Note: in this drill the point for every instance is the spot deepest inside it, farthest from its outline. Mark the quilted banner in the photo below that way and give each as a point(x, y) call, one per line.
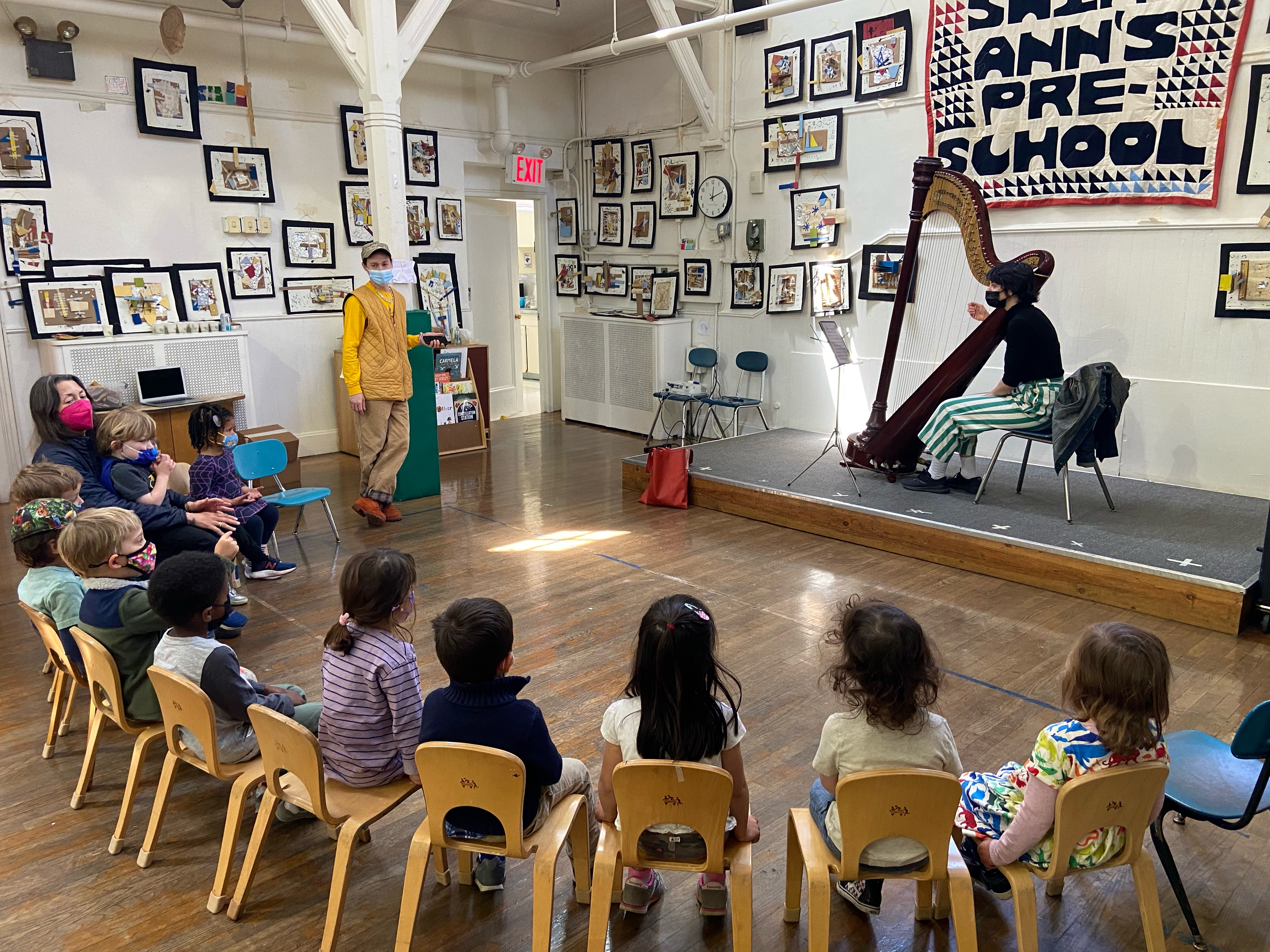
point(1085, 102)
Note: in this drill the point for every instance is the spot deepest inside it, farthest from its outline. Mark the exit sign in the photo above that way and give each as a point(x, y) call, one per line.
point(525, 169)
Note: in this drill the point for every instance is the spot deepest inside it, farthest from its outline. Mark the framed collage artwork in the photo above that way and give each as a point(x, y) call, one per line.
point(747, 286)
point(783, 74)
point(422, 161)
point(26, 236)
point(568, 276)
point(167, 99)
point(315, 295)
point(143, 299)
point(308, 244)
point(352, 130)
point(785, 284)
point(643, 225)
point(642, 167)
point(355, 200)
point(23, 161)
point(679, 178)
point(830, 68)
point(417, 220)
point(831, 287)
point(238, 174)
point(606, 168)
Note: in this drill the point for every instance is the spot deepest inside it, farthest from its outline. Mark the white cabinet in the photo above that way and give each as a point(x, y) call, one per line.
point(613, 366)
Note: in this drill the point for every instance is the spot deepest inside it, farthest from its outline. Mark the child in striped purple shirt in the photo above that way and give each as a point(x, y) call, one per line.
point(370, 678)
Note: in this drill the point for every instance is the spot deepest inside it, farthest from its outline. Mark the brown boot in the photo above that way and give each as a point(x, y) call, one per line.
point(371, 511)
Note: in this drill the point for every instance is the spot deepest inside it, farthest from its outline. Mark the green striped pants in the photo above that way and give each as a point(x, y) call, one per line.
point(956, 426)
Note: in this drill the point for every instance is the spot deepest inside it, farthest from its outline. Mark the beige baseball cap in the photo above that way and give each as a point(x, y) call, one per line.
point(368, 251)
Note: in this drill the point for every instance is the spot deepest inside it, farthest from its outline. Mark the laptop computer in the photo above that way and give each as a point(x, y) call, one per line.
point(161, 385)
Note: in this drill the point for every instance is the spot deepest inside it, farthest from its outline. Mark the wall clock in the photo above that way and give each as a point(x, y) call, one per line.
point(714, 197)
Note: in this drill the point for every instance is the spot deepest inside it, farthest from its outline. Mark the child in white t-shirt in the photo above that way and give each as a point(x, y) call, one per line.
point(672, 711)
point(888, 677)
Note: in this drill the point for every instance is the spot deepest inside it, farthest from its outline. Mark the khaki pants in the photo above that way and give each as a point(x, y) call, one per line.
point(384, 439)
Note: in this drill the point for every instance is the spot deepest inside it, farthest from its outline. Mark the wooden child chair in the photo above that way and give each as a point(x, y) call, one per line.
point(667, 791)
point(873, 805)
point(106, 695)
point(65, 676)
point(1121, 796)
point(294, 772)
point(185, 705)
point(466, 775)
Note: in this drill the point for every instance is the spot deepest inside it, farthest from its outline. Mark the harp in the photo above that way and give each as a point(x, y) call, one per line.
point(924, 364)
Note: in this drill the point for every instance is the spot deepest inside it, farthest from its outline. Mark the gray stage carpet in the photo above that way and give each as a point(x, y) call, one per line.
point(1156, 526)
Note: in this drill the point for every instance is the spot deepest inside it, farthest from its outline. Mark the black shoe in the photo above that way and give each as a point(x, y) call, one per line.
point(924, 483)
point(993, 880)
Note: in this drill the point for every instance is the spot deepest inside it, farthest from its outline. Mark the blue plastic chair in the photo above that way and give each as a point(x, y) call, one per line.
point(703, 360)
point(1215, 782)
point(747, 362)
point(268, 457)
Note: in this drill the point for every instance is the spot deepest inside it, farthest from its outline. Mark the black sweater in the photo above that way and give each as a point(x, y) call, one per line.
point(1032, 347)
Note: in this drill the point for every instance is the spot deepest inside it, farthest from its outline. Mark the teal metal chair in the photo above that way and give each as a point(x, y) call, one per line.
point(1215, 782)
point(268, 457)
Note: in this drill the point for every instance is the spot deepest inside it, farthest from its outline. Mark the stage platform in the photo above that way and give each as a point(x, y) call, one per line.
point(1169, 551)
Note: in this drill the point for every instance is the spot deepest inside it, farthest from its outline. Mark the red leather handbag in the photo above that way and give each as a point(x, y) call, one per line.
point(667, 470)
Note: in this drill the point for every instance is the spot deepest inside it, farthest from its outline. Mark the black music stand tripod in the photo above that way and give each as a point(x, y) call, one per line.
point(843, 354)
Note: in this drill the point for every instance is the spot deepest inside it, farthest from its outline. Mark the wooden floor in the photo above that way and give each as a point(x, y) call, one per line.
point(577, 606)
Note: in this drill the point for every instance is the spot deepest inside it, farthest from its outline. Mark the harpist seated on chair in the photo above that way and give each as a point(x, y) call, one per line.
point(1023, 400)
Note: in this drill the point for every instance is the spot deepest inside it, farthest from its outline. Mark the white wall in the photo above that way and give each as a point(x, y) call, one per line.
point(118, 193)
point(1137, 295)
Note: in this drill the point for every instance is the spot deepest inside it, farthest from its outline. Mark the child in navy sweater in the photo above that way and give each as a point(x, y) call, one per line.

▬▬▬▬▬▬▬▬▬▬

YOUR INSTRUCTIONS: Type out all of the records exactly, leaving out any picture.

SOLUTION BELOW:
Note: in this drill the point for every instance is the spot deepest inside it, farthest from its outline. Mark the quilted banner in the photo below that way and give each as a point(x, y) call, one per line.
point(1085, 102)
Note: in this drill the point for every instance is the spot deepest inside it, farthest from its outline. Mark the exit sign in the photo above that way and give each as a point(x, y) call, one per line.
point(525, 169)
Note: in this drill the point for every instance is the spot deepest inside it, farthest from its outline. Mark the framed collage artwork in the photo above that way and give each as a point(x, y) call, one per line.
point(747, 286)
point(783, 74)
point(422, 161)
point(26, 236)
point(568, 276)
point(167, 99)
point(315, 295)
point(143, 299)
point(308, 244)
point(352, 130)
point(785, 284)
point(643, 225)
point(642, 167)
point(355, 200)
point(23, 161)
point(679, 178)
point(830, 68)
point(417, 220)
point(831, 287)
point(238, 174)
point(606, 168)
Note: in this drill the point for every instance is the spot deepest inside it, farthest from its outline. Mark the white cabinet in the photo above that way and give each as a point(x, y) call, one per line.
point(613, 366)
Note: in this drill the point for every instance is the spot deepest inside it, farthest from its outline. Mark the child in striped purple shirt in the photo above that way and give each as a point(x, y) call, one per line.
point(370, 678)
Note: in this drill the point for every instance is the spot deepest inside it, farthest from its outline. Mark the brown boot in the photo above that way and give each as a point(x, y) call, one per line.
point(371, 511)
Note: in this drill the point for every instance is the spot deepest inside it, farthest from its outline. Mark the green striped pants in the photo above that way and give each as a point(x, y) call, one per line.
point(956, 426)
Note: in this drill the point for every instance is the spot deepest inside it, farthest from its outline. Mark the beige baseball cap in the photo above that way and give each as a point(x, y) call, one per line.
point(368, 251)
Note: in this drill the point for every instance is the spot deepest inside it, farthest from its outline. Mark the laptop computer in the photo above that way and give each as a point(x, y) call, one per line.
point(161, 385)
Note: in this drill the point for every instance is the spot deepest inside it, farthest from its outline. Mark the wall clock in the photo above that way and give each as a point(x, y) call, one per line.
point(714, 197)
Note: in this drill the point for every instance is the spot deepest inside it, farthest from its outline. Mark the child in white t-shirt in the photo above that way and give each as a point(x, y) call, one per line.
point(672, 711)
point(888, 677)
Note: in this drill the point for every instance is the spot deepest inside it, farthest from its outline. Mark the khaki pants in the photo above that way and give each as a point(x, y) call, one per line.
point(384, 439)
Note: in this drill the point for every instance is the spot deepest inside it, farthest from its outline. Mark the wooden child chair in the photo above that way and give each as a point(x, y) call, one per line.
point(667, 791)
point(873, 805)
point(106, 695)
point(65, 676)
point(1121, 796)
point(294, 772)
point(185, 705)
point(466, 775)
Note: in this drill the point for every instance is the spot deepest inside it, farthest from its outline. Mark the harp in the photo above that way and give each as a point(x, y) call, one per line.
point(924, 364)
Note: in this drill the point for every instance is the spot deepest inside it, farthest from its outline. Mark the gray stage carpet in the photo above that way and give each as a point(x, y) call, one per line.
point(1156, 526)
Note: in this drill the point for every instance is the spot deepest inside it, farthest from its outline. Mark the black shoe in the photo above that way and give each as a point(x, y) call, one per line.
point(924, 483)
point(993, 880)
Note: in this drill the point for every instance is the spot deepest inside it, farthest from its outline. Mark the blue plastic chair in the photo above that way and give each as a point(x, y) call, one per line.
point(703, 360)
point(1215, 782)
point(747, 362)
point(268, 457)
Note: in this drill the point for every instance is the spot deepest inside it, farthest from its outline. Mark the black sweater in the photo above that way and give each as a point(x, y) call, one per line.
point(1032, 347)
Note: in this drill the point for every instance is the spot deepest inside it, farthest from its outline. Mark the teal metal chair in the photo above that way and give each as a point(x, y) call, one per line.
point(1215, 782)
point(268, 457)
Note: in this drill the point for every instance is the spot deepest inside it, farthest from its outline. Mark the stage platform in the photo above that way and give each as a point(x, y) call, one per line.
point(1169, 551)
Note: in this drill the point for every instance is the spot deepest inside it, farthest from its outline. Mark the red leather handbag in the photo above that way and give each as a point(x, y) call, one per line.
point(667, 470)
Note: in this drill the point for every instance is the spot deepest inside it, farthest from its outline. Mark the black music stand tripod in the photo above that way and give each as a point(x, y) call, one per line.
point(843, 354)
Note: in this drill the point for every instance is the spot deepest inside it, farthest from its outline. Mark the wooden floor in the photo above that way and give each as a point(x, y) call, one per line.
point(577, 606)
Note: in this drill the point for every instance is the spot deepest inside it, farthest from its outline. Mark the harpist seated on chair in the photo above that way and give each as a point(x, y) call, one per line.
point(1023, 400)
Note: in this drill the point for every instance is the spot deepest inside it, farthest from its outline. Mark the white wall in the photo above that way and give each as a point(x, y) call, one per line.
point(118, 193)
point(1137, 295)
Note: in this drill the point for every instance is the spot deepest inside it, farthest from its outline. Mark the child in navy sweater in the photo above that way and give each as a point(x, y) call, one per line.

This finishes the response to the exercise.